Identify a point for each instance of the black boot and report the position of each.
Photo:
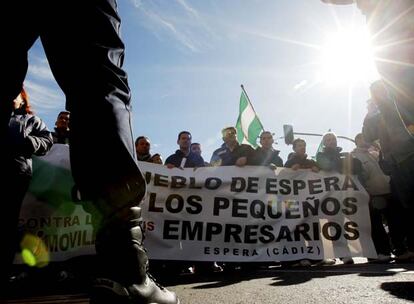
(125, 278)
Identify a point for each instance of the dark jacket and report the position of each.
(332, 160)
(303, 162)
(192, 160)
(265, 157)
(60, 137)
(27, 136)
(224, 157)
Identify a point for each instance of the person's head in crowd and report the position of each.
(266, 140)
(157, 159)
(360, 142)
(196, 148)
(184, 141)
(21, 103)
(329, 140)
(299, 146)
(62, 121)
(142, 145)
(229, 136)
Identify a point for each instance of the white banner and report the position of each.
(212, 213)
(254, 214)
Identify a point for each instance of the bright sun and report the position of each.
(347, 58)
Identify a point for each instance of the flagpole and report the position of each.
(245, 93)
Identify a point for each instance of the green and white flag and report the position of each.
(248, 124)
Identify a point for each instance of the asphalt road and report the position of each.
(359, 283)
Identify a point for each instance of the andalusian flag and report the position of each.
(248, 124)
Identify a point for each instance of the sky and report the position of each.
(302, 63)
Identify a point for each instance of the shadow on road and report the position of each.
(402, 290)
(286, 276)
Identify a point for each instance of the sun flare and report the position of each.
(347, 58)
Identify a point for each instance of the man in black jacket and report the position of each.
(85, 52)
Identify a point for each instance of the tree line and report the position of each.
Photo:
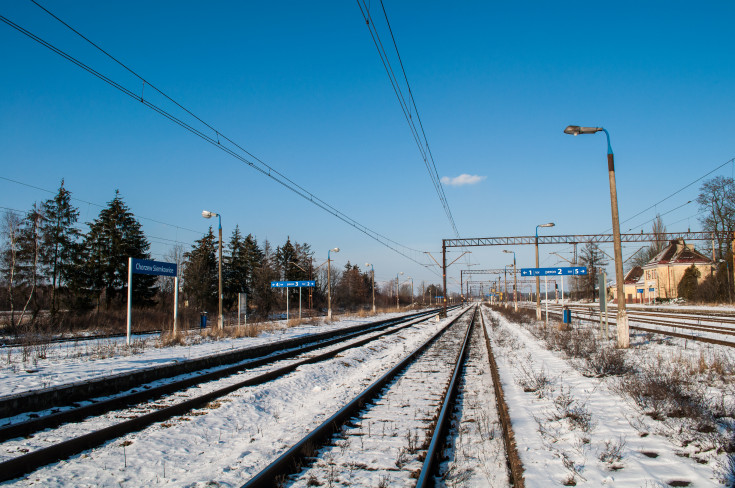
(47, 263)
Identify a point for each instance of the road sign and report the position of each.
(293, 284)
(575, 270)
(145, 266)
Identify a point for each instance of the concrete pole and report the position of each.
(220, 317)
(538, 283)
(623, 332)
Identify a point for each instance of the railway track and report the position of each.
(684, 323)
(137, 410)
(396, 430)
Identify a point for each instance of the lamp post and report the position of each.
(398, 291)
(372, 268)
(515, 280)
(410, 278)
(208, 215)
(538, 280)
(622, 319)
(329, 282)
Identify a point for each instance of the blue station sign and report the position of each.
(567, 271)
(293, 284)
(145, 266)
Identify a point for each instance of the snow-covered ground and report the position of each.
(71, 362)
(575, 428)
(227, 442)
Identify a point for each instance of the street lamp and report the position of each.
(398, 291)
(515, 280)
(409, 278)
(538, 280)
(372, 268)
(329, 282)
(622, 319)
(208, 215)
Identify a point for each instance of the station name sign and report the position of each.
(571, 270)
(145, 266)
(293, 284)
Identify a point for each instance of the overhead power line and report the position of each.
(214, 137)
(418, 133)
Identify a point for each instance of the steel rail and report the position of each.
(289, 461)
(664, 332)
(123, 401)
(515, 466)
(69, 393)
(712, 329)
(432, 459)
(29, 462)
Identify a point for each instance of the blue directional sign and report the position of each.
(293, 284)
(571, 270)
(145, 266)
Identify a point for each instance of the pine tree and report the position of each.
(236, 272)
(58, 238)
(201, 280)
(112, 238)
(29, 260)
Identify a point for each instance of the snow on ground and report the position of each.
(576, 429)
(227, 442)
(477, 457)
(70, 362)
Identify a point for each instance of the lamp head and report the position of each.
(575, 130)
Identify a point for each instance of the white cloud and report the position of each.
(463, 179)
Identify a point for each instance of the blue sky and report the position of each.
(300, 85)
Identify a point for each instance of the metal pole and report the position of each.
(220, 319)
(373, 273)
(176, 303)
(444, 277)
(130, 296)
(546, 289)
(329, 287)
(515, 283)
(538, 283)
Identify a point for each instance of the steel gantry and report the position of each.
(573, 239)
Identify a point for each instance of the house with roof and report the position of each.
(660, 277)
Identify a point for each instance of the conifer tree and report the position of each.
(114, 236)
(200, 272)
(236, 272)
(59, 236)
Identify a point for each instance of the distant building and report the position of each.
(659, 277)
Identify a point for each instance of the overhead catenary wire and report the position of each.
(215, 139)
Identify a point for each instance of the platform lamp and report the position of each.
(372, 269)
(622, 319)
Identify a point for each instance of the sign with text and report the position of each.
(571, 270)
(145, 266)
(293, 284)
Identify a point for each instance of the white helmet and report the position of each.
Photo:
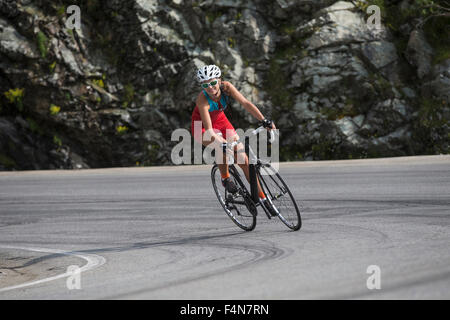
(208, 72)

-.-.-

▶ Exercise requirements: Skipping any pictures, transcribe the full listing exactly.

▶ Response to this exercise:
Identify a point for each instance of the black boot and report the position of each.
Photo:
(125, 278)
Identify a point for each instance of the dark jacket and report the position of each.
(332, 160)
(303, 162)
(192, 160)
(265, 157)
(60, 137)
(27, 136)
(224, 157)
Identify a point for each instance of the person's head in crowd and report the position of each.
(266, 140)
(157, 159)
(360, 142)
(196, 148)
(184, 141)
(21, 103)
(329, 140)
(299, 146)
(62, 121)
(142, 145)
(229, 136)
Identify a point for each instance of the white banner and report the position of each.
(212, 213)
(254, 214)
Identify a point for each instance of the bright sun and report the position of each.
(347, 58)
Identify a point for each instance of the flagpole and report the position of each.
(245, 93)
Identify a point for each instance of the green and white flag and report the position of each.
(248, 124)
Identify a point for each instance of the asphalt road and report the position of each.
(359, 283)
Identify a point for each instance of the andalusian flag and report the position of each.
(248, 124)
Identify a point for each instance of the sky and report the position of each.
(302, 63)
Identify a point for each instance of the shadow on road and report the position of each.
(402, 290)
(286, 276)
Identify a point for each instance of the sun flare and report the position of each.
(347, 58)
Identify a point for each instance of the man in black jacket and report the position of each.
(85, 52)
Identify a point for each instance of the tree line and report the position of each.
Photo:
(47, 263)
Identify a point for each instance of the road sign and report the position of each.
(293, 284)
(575, 270)
(145, 266)
Identify a point for each instance of the concrete pole and report the position of each.
(220, 317)
(538, 283)
(623, 332)
Identify a point for each instance of the railway track and report the position of each.
(684, 323)
(137, 410)
(396, 430)
Identify a point for each instance of the lamp post and report the position of each.
(398, 291)
(372, 268)
(515, 280)
(410, 278)
(208, 215)
(538, 280)
(622, 319)
(329, 282)
Identify a point for each instance of the blue station sign and report the position of each.
(567, 271)
(293, 284)
(145, 266)
Identify a point for each instance of the snow-covered ground and report the position of each.
(71, 362)
(575, 428)
(227, 442)
Identify a point for each instance of the street lamp and report the position of each.
(398, 291)
(515, 280)
(409, 278)
(538, 280)
(372, 268)
(329, 282)
(622, 319)
(208, 215)
Identify a point for each instance of the station name sign and report the position of each.
(571, 270)
(145, 266)
(293, 284)
Identify a point for each instance of the overhead power line and report the position of each.
(214, 137)
(418, 133)
Identify a point for each instance of the steel rail and report the position of each.
(289, 461)
(664, 332)
(123, 401)
(515, 466)
(69, 393)
(712, 329)
(432, 459)
(29, 462)
Identify a point for each instance of the blue directional sign and report the position of each.
(293, 284)
(571, 270)
(145, 266)
Identify a point for each instance of the pine tree and report the position of each.
(236, 272)
(58, 238)
(201, 280)
(112, 238)
(29, 260)
Identify a point for each instance of the snow on ground and report the position of each.
(576, 429)
(227, 442)
(477, 457)
(70, 362)
Identify a point for each instance of the lamp head and report the position of each.
(575, 130)
Identify a point for each instance of the white cloud and report the position of each.
(463, 179)
Identify a point for each instance of the blue sky and report the position of each.
(300, 85)
Identify a point for each instance of the metal pole and report the position of each.
(220, 319)
(373, 273)
(176, 303)
(444, 277)
(130, 296)
(546, 289)
(329, 287)
(515, 283)
(538, 283)
Identify a point for each instance of the steel gantry and report the position of each.
(573, 239)
Identify a point for each instance of the house with roof and report the position of each.
(660, 277)
Identify a point for each instance of the conifer tree and report the position of each.
(114, 236)
(200, 272)
(236, 272)
(59, 236)
Identify a point for each instance of the distant building and report the position of each.
(659, 277)
Identify a point for each instance of the overhead catenary wire and report the position of each.
(215, 139)
Identify a point for each instance of the platform lamp and report the position of each.
(372, 269)
(622, 319)
Identify a point for each instance of the sign with text and report the position of each.
(571, 270)
(145, 266)
(293, 284)
Identify a point for each instance of the white helmet and report the position of each.
Photo:
(208, 72)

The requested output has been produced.